> Aim
According to the episode recap, what are the crabs trying to find when they fell the trees?

> Provided text

* * * *

Title: Fugitive Flowers
Summary: Posey finds some sentient flowers wandering around her garden and offers them shelter and water, but she has no idea what they have in store for her to repay her kindness. After the Flouries have taken Masquerade hostage, they are on their way to sucking the life out of Dream Valley unless the ponies can stop them.
We are only five stories (nine episodes) from the end of this season! And next season only has thirteen episodes. Well, each season has two more, but thankfully, bat and I already recapped Catrina and Midnight Castle, because bat knew the order they should go in, not the order the DVD showed them. We’re making progress. [bat: Slow, excruciatingly slow, progress.]
I mean, admittedly, there are two other series we have to slog through, but I feel like we’re getting somewhere. Having 50 episodes in season 1 was just killer. It’s made me feel like we were going to be trapped on season 1 forever.
I don’t remember this episode at all, but I’m hoping that it’s good. Would it kill the writers to do something that doesn’t suck? The last time I enjoyed an episode was Catrina. You know, the second thing we recapped. Back in June 2018. Nearly a year ago.
We open with Whizzer and Masquerade walking through the forest and seeing a tree fall over. They rush to it to find out what’s going on. They find an area of tree stumps that reminds me of my camp area in The Forest. (I’ve gotta build a gazebo, dudes. Fuck trees.)
They find a crab in a blue helmet felling (apparently hollow?) trees. Crab people, craaaaab people, tastes like crab, talk like people. Craaaab people.
The ponies sit on a tree branch and decide the crab people are strange. [bat: ALWAYS JUDGING AREN’T YOU, PONIES.] Masquerade says she’s going to do something before they ruin Dream Valley. Also, you know how Whizzer’s one thing is that she talks really fast? Yeah, she’s not doing that today. *shrugs* Fuck characterisation.
Masquerade moves to the ground in front of a crab and does a passive-aggressive “ahem” thing, that calls forth all of the memes about Karen with her “I want to speak to the manager” haircut. She could have said “Excuse me”, but she goes with a repeated “ahem” at increasing volume. One crab tells her, in a very quick and professional military-esque tone that there’s no time to talk, they have to find the Flouries.
Another crab agrees that there’s no time, and the Flouries could be hiding anywhere. He rips up a tree and inspects it. This provokes Whizzer to fly over and tell him to stop – also, her fast talking is back. Maybe she hadn’t had her coffee before she did the first few lines? He says no time, and walks off. Clearly we are dealing with the Jack Bauer of crabs here. [bat: Yes. Crab Bauer.] [Dove: I smirked, I’ll not lie.]
Whizzer says that’s no way to find anything – and she’s not wrong. Randomly felling trees to see if Flouries are inside is a bloody stupid way to search for anything. Whizzer decides they need to get help. (We are not doing ‘get help’.) Please don’t let help be Megan.

* * * *

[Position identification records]
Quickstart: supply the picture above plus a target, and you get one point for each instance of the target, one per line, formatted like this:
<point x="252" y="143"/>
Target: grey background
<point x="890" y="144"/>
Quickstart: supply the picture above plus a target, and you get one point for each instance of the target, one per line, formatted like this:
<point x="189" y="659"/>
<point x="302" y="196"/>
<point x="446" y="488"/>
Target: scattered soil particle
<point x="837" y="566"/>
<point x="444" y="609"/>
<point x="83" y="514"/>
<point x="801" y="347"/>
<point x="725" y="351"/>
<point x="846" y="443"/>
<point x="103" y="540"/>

* * * *

> Task answer
The Flouries.